» **DOCUMENT SEGMENT**
---------------

Private Eyes Electronic Privacy and US Law
[glossary_exclude]The European Union, with GDPR, now has privacy regulation that is consistent and pervasive and crosses state and national boundaries. The U.S., by contrast, has a piecemeal, loose patchwork of federal and state privacy regulations that at times overlap and conflict with one another. (See Figure 1). In addition, the many different government agencies and private industry groups have created “frameworks” and “guidelines” that do not have any enforcement functions, known collectively as “best practices.” These self-regulating best practice frameworks are increasingly being used by regulators as enforcement tools.
The U.S.’ patchwork system has been expanding since at least 1986 with the passage of the Electronic Communications Privacy Act (ECPA), which bridged an existing gap between electronic transfers and computer aided transfers using the Internet. Before the ECPA, U.S. federal law had been developing since 1970 to protect electronic transfers that used traditional telephony. The result is a complicated mess of Congressional acts that contain bits and pieces of relevant law implemented piece-meal as specific actions were deemed to be violations of privacy. This explains in part why lawyers and compliance consultants solicit substantial consultation fees.

---------------

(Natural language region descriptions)

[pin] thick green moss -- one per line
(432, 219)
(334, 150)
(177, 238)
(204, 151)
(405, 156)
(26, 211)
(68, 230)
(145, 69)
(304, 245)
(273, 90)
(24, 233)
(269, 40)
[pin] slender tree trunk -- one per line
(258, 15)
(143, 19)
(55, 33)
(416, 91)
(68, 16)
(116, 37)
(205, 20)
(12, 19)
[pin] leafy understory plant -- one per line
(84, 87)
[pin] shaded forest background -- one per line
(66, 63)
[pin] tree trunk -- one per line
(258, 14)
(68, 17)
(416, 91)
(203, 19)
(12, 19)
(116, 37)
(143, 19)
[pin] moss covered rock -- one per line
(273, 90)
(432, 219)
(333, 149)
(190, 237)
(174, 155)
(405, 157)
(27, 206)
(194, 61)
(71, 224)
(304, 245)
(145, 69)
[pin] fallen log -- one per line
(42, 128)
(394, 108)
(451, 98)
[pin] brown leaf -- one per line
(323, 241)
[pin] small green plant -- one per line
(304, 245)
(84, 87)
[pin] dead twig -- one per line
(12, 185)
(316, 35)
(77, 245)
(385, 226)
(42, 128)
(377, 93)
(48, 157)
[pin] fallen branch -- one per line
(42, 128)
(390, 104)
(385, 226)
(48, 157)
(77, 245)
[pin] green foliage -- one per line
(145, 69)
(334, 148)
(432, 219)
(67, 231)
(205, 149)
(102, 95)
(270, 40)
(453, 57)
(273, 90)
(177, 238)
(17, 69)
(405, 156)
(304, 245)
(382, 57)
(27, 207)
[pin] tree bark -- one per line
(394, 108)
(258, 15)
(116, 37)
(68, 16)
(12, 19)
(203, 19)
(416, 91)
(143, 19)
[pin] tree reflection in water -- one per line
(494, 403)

---------------

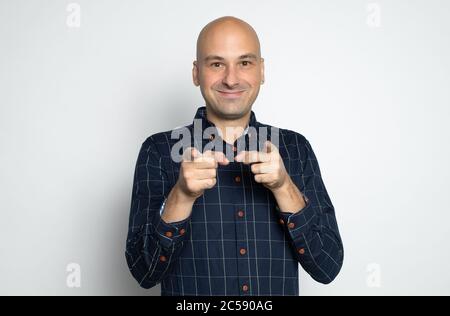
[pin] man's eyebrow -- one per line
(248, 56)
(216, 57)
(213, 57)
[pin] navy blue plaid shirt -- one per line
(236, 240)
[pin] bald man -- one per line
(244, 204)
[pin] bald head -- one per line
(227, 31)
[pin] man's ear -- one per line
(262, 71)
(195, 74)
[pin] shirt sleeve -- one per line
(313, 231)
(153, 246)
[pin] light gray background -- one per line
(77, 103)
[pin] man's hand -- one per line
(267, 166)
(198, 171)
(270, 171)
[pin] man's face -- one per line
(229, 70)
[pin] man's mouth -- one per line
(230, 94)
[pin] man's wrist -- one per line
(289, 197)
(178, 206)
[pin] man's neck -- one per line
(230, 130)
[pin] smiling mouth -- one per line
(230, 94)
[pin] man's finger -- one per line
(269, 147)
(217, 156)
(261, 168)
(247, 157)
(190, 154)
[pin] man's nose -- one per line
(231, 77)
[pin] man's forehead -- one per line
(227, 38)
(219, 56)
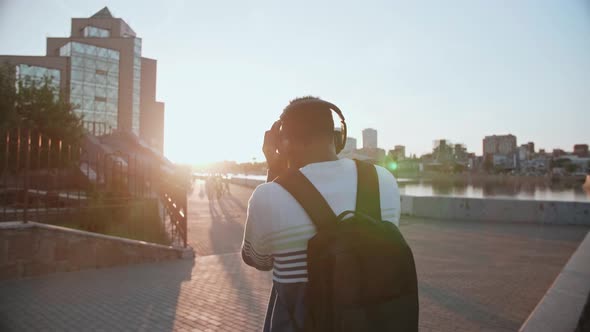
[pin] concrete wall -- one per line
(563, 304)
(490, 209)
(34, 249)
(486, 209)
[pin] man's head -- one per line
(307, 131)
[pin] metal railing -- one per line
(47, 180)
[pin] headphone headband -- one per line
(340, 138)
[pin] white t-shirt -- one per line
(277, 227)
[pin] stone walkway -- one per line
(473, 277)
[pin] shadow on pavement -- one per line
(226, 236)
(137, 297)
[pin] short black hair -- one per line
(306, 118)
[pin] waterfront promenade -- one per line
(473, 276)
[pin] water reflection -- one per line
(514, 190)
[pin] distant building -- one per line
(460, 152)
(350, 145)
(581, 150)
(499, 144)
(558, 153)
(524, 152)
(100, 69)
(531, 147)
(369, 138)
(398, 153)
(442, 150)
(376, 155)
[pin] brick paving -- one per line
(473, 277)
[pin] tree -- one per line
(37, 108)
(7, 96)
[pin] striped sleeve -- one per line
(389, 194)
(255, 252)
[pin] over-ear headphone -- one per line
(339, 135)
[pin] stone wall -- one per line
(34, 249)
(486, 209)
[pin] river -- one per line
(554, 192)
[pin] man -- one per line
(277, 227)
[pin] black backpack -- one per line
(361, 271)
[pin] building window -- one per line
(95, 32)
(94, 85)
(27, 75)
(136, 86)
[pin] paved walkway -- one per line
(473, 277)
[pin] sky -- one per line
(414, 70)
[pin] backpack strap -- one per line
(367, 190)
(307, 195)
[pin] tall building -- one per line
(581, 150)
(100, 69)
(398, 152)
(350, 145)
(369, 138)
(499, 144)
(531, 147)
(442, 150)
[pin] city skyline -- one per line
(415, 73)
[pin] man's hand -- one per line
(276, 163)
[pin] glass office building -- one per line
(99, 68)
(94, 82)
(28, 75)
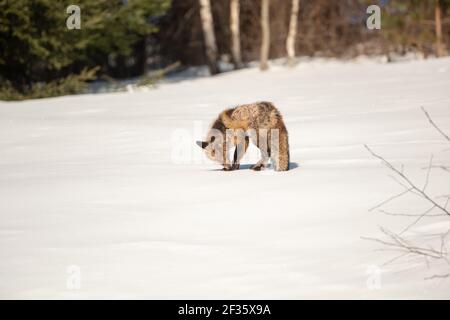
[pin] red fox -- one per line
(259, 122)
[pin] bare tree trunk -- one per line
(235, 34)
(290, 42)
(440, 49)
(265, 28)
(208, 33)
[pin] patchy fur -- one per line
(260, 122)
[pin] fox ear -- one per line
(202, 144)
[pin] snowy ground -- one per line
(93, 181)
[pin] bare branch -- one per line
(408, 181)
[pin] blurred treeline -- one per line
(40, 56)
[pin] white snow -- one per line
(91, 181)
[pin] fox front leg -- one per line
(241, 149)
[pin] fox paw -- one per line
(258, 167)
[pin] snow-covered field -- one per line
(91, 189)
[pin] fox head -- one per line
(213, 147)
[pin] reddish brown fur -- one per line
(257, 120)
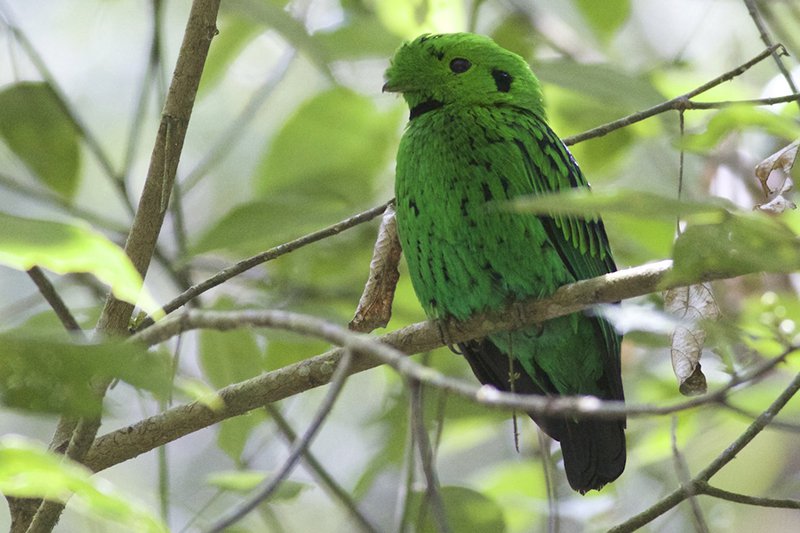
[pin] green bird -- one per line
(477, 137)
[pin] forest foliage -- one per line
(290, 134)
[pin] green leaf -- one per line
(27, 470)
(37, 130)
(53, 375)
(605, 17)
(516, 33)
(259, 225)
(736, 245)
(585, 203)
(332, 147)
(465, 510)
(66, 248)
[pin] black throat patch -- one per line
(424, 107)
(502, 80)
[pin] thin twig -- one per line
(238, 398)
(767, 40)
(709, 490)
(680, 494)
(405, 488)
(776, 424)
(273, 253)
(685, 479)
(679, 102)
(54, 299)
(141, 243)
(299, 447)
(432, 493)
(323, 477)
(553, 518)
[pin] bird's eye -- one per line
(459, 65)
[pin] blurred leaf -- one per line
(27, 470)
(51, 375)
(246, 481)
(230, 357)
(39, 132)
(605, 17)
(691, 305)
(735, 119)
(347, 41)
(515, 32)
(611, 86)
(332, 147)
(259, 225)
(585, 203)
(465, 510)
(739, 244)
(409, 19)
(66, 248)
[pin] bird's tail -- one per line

---------------

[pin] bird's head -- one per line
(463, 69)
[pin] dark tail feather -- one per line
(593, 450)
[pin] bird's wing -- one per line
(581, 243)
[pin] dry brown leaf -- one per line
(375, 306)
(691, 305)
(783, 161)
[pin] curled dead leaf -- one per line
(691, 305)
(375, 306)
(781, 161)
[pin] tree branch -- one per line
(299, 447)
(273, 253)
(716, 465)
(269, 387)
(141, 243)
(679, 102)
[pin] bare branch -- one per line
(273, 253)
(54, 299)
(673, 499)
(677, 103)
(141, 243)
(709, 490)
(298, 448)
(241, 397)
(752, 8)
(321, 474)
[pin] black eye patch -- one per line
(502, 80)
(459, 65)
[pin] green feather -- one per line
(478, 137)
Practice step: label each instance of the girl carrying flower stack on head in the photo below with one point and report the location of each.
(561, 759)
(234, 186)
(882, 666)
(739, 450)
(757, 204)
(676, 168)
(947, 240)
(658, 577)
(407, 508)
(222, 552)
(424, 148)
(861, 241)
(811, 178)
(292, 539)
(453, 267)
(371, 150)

---------------

» **DIRECTIONS**
1. Print the passage from the piece on U.S. privacy law, starting with "The U.S.’ patchwork" and going on through "substantial consultation fees.".
2. Proceed with the piece on U.S. privacy law, picking up right after its final sentence.

» **PER-TASK OUTPUTS**
1.
The U.S.’ patchwork system has been expanding since at least 1986 with the passage of the Electronic Communications Privacy Act (ECPA), which bridged an existing gap between electronic transfers and computer aided transfers using the Internet. Before the ECPA, U.S. federal law had been developing since 1970 to protect electronic transfers that used traditional telephony. The result is a complicated mess of Congressional acts that contain bits and pieces of relevant law implemented piece-meal as specific actions were deemed to be violations of privacy. This explains in part why lawyers and compliance consultants solicit substantial consultation fees.

2.
Other U.S. Acts that have electronic privacy components include:
- The Federal Trade Commission Act
- The Financial Services Modernization Act
- The Fair Credit Reporting Act
- The Controlling the Assault of Non-Solicited Pornography and Marketing Act (CAN-SPAM act of 2003)
- Computer Fraud and Abuse Act
This hodgepodge system of overlapping laws arguably encourages hacking and necessitates a stronger focus on cybersecurity for organizations trying to secure sensitive and personally identifiable information (PII).
Ultimately, this meant someone needed to define elements of electronic information that should be private and protected. Although it has always been assumed that personal records such as credit card numbers and Social Security numbers must be kept private on the Internet, the federal government has been slow to define PII. In 2008, the United States Federal government defined PII in the broadest terms possible: any information about an individual maintained by an agency, including (1) any information that can be used to distinguish or trace an individual‘s identity, such as name, Social Security number, date and place of birth, mother‘s maiden name, or biometric records; and (2) any other information that is linked or linkable to an individual, such as medical, educational, financial, and employment information.
This definition focuses on privacy after the fact, meaning a person must do something in cyberspace before protection of PII becomes an issue. This definition is problematic, in part because it is reactive, but also because the EU and most of the rest of the developed world view electronic privacy as a human right. In the US electronic privacy is “action-focused.” The EU defines electronic privacy as “person-focused.”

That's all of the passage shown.